┌──
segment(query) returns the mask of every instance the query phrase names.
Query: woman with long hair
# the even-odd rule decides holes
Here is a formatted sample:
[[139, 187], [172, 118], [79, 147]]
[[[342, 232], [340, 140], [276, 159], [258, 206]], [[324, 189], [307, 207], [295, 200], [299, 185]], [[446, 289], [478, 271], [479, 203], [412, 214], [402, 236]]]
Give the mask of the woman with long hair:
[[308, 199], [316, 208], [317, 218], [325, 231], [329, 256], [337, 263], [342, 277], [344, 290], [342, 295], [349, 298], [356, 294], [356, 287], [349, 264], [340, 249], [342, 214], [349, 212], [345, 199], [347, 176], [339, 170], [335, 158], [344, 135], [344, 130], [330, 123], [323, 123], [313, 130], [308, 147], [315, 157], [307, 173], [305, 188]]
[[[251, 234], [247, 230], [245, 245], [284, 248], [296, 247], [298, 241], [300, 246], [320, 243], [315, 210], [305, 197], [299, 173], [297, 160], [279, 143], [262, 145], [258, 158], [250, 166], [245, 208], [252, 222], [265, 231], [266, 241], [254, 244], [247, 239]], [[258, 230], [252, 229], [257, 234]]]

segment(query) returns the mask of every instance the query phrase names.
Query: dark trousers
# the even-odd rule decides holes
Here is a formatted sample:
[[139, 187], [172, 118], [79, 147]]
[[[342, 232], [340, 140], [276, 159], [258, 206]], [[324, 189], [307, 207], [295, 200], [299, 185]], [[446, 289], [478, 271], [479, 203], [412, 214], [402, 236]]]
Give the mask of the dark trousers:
└──
Reproduce the material above line for line, changing nothing.

segment(query) returns the mask of every instance the query phrase names.
Query: woman with long hair
# the even-odd rule decides holes
Here is a formatted sample:
[[139, 187], [172, 118], [79, 147]]
[[[342, 232], [340, 140], [276, 159], [258, 206]], [[324, 189], [307, 207], [295, 200], [299, 185]], [[446, 289], [478, 271], [479, 203], [412, 214], [402, 236]]]
Give the mask of the woman with long hair:
[[308, 199], [316, 208], [317, 218], [325, 231], [329, 256], [337, 263], [342, 277], [344, 290], [342, 295], [349, 298], [356, 294], [356, 287], [349, 264], [340, 249], [342, 214], [349, 212], [345, 199], [347, 176], [339, 170], [335, 158], [344, 135], [344, 130], [330, 123], [323, 123], [313, 130], [308, 147], [315, 157], [307, 173], [305, 188]]
[[[251, 234], [247, 230], [245, 245], [284, 248], [296, 247], [298, 241], [300, 246], [320, 243], [315, 210], [305, 197], [299, 173], [297, 160], [279, 143], [262, 145], [258, 158], [250, 166], [245, 208], [252, 222], [265, 231], [266, 241], [254, 244], [247, 239]], [[258, 230], [252, 229], [257, 234]]]

segment(query) returns the mask of every instance the query phrase names.
Query: dark trousers
# the even-odd rule decides holes
Here is a formatted sample:
[[139, 187], [172, 118], [79, 147]]
[[[342, 232], [340, 140], [276, 159], [258, 206]], [[324, 189], [307, 207], [295, 200], [299, 185]], [[446, 289], [478, 271], [479, 203], [412, 214], [402, 236]]]
Give the mask of the dark trousers:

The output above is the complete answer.